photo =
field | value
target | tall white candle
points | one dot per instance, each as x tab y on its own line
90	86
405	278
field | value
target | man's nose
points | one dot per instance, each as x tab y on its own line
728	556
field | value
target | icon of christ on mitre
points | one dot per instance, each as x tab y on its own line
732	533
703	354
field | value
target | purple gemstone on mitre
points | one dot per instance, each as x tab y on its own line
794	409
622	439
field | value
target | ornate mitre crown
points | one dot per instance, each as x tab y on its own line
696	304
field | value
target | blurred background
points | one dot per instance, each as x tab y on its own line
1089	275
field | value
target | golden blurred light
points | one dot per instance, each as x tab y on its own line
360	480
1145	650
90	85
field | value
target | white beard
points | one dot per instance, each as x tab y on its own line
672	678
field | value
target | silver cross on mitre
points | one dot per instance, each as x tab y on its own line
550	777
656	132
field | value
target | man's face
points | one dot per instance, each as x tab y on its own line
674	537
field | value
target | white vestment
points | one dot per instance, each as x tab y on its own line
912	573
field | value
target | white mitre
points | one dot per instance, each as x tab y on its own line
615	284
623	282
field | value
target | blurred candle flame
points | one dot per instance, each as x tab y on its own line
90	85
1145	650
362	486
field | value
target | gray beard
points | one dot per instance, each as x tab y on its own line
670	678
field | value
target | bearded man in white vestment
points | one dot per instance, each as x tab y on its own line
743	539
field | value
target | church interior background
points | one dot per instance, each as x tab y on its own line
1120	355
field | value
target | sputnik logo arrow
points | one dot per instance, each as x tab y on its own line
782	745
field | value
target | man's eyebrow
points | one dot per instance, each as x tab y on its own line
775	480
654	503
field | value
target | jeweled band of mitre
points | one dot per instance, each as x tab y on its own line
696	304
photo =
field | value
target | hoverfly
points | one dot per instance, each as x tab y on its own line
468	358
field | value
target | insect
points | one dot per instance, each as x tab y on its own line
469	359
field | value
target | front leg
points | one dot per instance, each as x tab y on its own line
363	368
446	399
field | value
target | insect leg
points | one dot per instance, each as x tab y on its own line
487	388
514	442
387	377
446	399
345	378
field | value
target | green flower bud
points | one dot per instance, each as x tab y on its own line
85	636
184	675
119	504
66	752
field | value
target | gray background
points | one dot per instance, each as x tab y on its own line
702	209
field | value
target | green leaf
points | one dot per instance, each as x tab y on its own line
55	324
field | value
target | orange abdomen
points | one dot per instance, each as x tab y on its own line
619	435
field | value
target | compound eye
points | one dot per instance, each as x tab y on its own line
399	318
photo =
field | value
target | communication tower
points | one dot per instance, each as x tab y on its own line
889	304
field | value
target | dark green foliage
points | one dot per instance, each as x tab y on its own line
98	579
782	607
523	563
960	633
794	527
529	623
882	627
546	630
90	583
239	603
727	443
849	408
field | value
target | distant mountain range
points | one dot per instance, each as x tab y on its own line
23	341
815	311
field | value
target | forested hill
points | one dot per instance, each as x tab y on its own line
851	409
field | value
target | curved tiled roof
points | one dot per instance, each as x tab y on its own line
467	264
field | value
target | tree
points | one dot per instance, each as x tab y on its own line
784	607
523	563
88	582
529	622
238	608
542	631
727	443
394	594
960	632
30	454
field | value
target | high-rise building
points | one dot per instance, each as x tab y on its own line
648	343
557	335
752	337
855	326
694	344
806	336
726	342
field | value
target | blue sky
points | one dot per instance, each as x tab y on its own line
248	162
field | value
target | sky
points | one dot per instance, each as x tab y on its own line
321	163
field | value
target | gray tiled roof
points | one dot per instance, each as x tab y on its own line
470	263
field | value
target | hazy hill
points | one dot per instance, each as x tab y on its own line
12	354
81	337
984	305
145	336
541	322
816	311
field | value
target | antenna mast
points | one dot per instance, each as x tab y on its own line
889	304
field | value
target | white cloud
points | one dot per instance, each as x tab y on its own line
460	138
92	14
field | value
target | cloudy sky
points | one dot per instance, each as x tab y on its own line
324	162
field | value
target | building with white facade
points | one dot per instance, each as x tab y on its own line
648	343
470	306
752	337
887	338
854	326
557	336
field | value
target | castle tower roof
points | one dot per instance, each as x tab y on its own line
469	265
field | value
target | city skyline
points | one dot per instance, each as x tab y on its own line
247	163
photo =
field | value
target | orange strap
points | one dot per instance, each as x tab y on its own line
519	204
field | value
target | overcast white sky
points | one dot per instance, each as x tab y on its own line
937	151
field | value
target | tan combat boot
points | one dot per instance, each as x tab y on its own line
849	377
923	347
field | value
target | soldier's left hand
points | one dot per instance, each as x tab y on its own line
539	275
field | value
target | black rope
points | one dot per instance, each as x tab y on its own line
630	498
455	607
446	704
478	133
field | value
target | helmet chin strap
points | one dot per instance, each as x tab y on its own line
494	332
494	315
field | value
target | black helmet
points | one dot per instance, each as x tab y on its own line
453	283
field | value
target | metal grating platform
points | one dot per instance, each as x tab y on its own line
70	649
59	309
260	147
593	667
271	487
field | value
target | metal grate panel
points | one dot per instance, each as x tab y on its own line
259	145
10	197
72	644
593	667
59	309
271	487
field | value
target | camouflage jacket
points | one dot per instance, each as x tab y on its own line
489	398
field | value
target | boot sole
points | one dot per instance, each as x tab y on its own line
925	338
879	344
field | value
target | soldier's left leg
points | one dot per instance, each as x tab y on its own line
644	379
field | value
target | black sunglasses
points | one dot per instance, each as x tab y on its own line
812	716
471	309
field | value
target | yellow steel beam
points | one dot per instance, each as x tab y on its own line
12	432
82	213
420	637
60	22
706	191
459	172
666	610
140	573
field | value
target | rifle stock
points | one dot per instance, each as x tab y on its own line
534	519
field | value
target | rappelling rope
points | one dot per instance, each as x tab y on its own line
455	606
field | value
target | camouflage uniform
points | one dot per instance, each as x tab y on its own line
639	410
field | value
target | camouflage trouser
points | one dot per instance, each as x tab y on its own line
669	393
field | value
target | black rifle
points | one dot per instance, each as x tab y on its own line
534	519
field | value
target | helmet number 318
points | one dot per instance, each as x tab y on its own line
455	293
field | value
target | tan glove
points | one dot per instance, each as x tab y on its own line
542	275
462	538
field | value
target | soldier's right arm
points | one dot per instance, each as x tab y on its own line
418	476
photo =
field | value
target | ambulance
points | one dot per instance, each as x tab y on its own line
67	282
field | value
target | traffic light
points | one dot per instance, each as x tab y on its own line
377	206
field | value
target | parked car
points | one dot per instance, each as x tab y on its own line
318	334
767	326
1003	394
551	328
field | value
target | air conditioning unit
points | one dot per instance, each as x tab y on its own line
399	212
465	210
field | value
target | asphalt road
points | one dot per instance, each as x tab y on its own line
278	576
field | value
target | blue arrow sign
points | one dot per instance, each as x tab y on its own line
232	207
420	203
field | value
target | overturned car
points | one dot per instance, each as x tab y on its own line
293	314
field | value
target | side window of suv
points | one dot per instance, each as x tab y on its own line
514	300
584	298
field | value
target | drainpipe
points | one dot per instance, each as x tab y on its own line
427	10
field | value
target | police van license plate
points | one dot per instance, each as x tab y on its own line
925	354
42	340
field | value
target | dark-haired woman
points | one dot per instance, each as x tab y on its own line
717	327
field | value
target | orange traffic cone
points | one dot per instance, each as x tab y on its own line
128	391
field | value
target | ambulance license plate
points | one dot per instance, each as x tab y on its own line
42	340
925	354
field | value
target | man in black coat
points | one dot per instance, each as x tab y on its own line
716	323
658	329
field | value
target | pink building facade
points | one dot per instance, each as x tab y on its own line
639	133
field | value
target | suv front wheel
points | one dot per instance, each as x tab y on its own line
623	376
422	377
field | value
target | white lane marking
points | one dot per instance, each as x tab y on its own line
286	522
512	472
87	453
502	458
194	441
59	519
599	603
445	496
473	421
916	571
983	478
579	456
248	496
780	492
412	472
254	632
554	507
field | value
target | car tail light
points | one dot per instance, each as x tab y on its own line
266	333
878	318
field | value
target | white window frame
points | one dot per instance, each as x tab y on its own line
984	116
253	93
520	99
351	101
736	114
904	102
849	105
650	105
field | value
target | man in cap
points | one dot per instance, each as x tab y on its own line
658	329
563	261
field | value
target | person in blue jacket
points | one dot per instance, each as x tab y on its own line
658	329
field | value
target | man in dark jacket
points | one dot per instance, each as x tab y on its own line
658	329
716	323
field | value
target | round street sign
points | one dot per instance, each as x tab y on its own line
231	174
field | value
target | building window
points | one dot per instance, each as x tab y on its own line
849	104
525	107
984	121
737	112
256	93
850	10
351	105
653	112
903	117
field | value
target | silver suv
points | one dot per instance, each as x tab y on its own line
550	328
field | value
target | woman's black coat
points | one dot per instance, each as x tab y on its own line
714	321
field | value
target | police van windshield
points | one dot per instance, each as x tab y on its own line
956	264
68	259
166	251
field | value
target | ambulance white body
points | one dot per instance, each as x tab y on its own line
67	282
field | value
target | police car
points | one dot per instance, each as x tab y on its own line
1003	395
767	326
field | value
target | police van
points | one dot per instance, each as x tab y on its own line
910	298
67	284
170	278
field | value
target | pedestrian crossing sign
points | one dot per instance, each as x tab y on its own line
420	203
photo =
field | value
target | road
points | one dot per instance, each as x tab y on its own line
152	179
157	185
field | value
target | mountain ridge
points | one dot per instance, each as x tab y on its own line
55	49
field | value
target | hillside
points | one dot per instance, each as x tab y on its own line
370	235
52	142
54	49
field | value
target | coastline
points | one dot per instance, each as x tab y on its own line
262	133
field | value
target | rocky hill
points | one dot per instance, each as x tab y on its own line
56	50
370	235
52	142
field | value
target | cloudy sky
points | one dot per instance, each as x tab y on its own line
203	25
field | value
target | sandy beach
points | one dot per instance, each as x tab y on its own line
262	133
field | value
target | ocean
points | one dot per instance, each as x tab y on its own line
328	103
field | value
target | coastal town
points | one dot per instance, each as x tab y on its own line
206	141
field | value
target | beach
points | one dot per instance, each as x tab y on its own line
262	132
# # # #
▶ _Requirements_:
List each line of the rows above that contains the word "boot", copying every such line in full.

▶ _Full solution_:
target | tan combat boot
target | boot sole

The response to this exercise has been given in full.